§ What is needed
Reproduce the text about Ghost in the Shell characters word for word, between "It is later" and "under Kayabuki's orders.", inclusive.

§ Provided text
She appears briefly in Ghost in the Shell: Stand Alone Complex - Solid State Society, where she remains Prime Minister, and Daisuke Aramaki's immediate superior.

In the 1st episode of the series Ghost in the Shell: SAC 2045, Kayabuki appears in portrait form on the wall of the Public Security Bureau, while Aramaki makes a telephone call to Togusa. She immediately precedes the new Prime Minister featuring in the series.

====Kazundo Gōda====
Voiced by: Ken Nishida (Japanese); John Snyder (English, Bandai Visual dub), French Tickner (English, Ocean dub)

Kazundo Gōda (合田 一人, Gōda Kazundo) is head of a data manipulation division within the Cabinet Intelligence Service and is one of the primary adversaries of Section 9 during the second anime series 2nd GIG. His face was badly disfigured in an accident during his youth, but he chose not to have it reconstructed, reasoning that his scars would leave a greater impression on people. During the series, Motoko Kusanagi hacks into the Cabinet Intelligence Agency database to try to determine what Gōda's motives are. She learns that Gōda has given up dreams of power and instead works to facilitate the emergence of a hero for the masses in order to produce a conflict situation that will force a change in direction for Japan, a change that Gōda believes will return it to its glory days. To that end, Gōda masterminds the formation of the Individual Eleven terrorist group and the emergence of Hideo Kuze as the leader of alienated refugees.

It is later revealed that Gōda's true intentions are to instigate a conflict between the refugees and the Japanese government, which would convince Japan to sign a landmark security treaty with the American Empire. After his plans are foiled by Section 9, he attempts to seek asylum in the American Empire but is assassinated by Motoko under Kayabuki's orders.

====Kubota====
Voiced by: Taimei Suzuki (Japanese); Michael Forest (English, Bandai Visual dub) John Novak (English, Ocean dub)

Kubota (久保田, Kubota) is an army Intelligence Officer and former colleague of Aramaki. He often provides Aramaki with inside information.
He appears to be of the same JGSDF Academy Class as Chief Aramaki, and appears to have the rank of colonel, though he is also interested in advancing his career politically, often handing unpleasant tasks over to Section 9 in order to prevent blame for 'dirty business' being officially attached to his record of conduct.

====Takakura====
Voiced by: Yoshinori Muto (Japanese); Eddie Jones (English, Bandai Visual dub; first voice), William Bassett (English, Bandai Visual dub; second voice)

As the Chief Cabinet Secretary, Takakura (高倉) is the main powerbroker within the Kayabuki government. He is in league with Kazundo Goda and helps to further the CIS's aims. During the Dejima conflict, Takakura attempts to stage a coup d'état to oust Kayabuki from power. With the help of Section 9, Kayabuki is able to thwart Takakura's plans and has him arrested.

===Civilians===
====Ran and Kurutan====
Ran voiced by: Houko Kuwashima (Japanese; 2026 series); Rebecca Wang (English; 2026 series)
Kurutan voiced by: Yuko Sumitomo (Japanese; Stand Alone Complex), Mai Nakahara (Japanese; 2026 series); Amanda Winn-Lee (English, Bandai Visual dub), Saffron Henderson (English; Stand Alone Complex OVAs, Ocean dub), Emi Lo (English; 2026 series)

Both Kurutan and Ran first appeared in Ghost in the Shell during a virtual threesome with Kusanagi. Kurutan is a bright-haired nurse featured in Stand Alone Complex, episode 8, where an organ trafficking case involved two of her patients. She calls in Kusanagi and Section 9 after the police investigation flounders. In episode 22, Kurutan acts a "witness" during Kusanagi's body-swapping procedure. Ran is dark-haired; during episode 5, Kusanagi was in Kurutan's apartment, borrowing her virtual reality equipment to review the "Laughing Man" case.

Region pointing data
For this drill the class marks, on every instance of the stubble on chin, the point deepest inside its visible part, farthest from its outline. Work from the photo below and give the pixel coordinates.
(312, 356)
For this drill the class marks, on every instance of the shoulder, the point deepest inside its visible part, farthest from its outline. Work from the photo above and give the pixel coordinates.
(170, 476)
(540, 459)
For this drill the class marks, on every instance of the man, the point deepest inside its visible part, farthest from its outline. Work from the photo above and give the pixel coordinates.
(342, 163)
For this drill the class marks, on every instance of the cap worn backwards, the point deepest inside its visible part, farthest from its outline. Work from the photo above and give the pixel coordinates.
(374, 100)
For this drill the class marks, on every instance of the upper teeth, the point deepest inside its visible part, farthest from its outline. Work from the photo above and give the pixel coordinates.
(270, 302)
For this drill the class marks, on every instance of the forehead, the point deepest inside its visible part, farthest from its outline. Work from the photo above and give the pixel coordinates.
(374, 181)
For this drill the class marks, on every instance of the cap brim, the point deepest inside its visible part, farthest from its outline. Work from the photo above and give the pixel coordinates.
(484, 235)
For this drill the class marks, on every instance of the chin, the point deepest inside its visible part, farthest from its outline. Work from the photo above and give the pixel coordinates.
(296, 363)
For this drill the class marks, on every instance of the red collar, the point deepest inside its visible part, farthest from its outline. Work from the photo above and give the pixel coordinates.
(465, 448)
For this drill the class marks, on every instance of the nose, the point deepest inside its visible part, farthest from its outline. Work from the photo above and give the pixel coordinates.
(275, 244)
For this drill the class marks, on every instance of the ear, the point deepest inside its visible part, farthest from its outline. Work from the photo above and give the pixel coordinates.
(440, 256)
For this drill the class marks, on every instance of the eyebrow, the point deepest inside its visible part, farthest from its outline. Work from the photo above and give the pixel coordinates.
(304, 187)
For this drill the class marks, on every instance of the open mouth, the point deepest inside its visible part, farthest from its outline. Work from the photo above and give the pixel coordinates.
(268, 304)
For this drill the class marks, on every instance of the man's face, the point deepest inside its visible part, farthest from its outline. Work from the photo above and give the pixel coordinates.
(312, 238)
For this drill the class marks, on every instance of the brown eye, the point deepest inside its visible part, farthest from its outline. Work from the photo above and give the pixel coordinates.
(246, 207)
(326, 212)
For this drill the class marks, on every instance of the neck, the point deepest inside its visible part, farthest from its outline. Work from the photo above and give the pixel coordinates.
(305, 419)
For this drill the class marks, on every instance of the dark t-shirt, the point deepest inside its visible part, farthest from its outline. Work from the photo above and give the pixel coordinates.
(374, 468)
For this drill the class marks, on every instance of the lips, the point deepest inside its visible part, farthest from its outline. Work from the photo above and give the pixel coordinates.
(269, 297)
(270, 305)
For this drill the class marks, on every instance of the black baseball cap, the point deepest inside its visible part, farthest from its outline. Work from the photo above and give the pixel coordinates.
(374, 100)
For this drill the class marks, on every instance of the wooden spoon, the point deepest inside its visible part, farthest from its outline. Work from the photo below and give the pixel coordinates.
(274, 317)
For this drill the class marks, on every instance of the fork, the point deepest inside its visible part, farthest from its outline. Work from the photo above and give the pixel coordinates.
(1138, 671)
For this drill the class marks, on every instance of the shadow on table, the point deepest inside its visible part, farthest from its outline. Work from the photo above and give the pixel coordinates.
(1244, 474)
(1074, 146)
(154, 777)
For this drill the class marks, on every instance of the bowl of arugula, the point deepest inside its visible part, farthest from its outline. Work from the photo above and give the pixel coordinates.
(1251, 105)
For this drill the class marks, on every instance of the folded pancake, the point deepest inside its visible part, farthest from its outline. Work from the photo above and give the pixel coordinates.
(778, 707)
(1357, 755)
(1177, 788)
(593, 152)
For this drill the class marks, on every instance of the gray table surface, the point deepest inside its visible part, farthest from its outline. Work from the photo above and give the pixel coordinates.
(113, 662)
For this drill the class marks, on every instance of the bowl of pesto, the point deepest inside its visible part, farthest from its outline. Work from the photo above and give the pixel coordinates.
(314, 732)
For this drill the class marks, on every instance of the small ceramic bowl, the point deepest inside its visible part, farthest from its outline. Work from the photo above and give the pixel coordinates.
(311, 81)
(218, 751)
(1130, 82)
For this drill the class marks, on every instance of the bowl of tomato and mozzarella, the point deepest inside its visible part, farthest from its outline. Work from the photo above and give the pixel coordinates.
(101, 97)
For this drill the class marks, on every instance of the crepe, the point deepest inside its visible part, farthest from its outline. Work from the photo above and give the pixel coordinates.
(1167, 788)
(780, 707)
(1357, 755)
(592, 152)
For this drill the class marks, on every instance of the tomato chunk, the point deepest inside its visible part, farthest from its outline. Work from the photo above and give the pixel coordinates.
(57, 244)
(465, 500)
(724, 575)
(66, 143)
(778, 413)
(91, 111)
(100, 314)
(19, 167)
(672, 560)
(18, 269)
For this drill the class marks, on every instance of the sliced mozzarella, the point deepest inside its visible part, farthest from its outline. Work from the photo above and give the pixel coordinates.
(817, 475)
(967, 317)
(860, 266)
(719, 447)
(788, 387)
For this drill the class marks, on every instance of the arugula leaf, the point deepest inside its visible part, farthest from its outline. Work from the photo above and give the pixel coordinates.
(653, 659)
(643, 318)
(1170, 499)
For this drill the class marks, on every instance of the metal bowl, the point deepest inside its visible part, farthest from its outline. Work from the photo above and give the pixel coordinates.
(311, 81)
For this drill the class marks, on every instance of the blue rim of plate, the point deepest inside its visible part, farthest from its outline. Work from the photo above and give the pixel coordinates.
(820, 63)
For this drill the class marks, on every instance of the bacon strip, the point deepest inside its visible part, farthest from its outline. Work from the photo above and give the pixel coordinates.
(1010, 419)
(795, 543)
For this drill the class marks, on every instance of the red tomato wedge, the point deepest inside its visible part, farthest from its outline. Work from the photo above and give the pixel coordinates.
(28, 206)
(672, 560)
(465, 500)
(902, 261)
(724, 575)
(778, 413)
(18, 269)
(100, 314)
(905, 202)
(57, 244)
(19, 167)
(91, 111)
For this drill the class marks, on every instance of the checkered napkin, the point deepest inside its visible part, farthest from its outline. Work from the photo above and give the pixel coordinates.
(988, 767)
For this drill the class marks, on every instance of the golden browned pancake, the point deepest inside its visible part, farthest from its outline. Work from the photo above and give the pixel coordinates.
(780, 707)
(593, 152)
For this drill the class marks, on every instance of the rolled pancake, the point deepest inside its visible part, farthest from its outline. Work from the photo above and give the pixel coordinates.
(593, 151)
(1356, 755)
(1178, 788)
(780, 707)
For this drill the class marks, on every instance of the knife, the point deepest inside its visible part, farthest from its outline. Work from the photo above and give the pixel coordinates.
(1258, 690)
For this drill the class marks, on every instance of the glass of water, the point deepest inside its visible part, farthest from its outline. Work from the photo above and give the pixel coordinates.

§ Finished exercise
It is later revealed that Gōda's true intentions are to instigate a conflict between the refugees and the Japanese government, which would convince Japan to sign a landmark security treaty with the American Empire. After his plans are foiled by Section 9, he attempts to seek asylum in the American Empire but is assassinated by Motoko under Kayabuki's orders.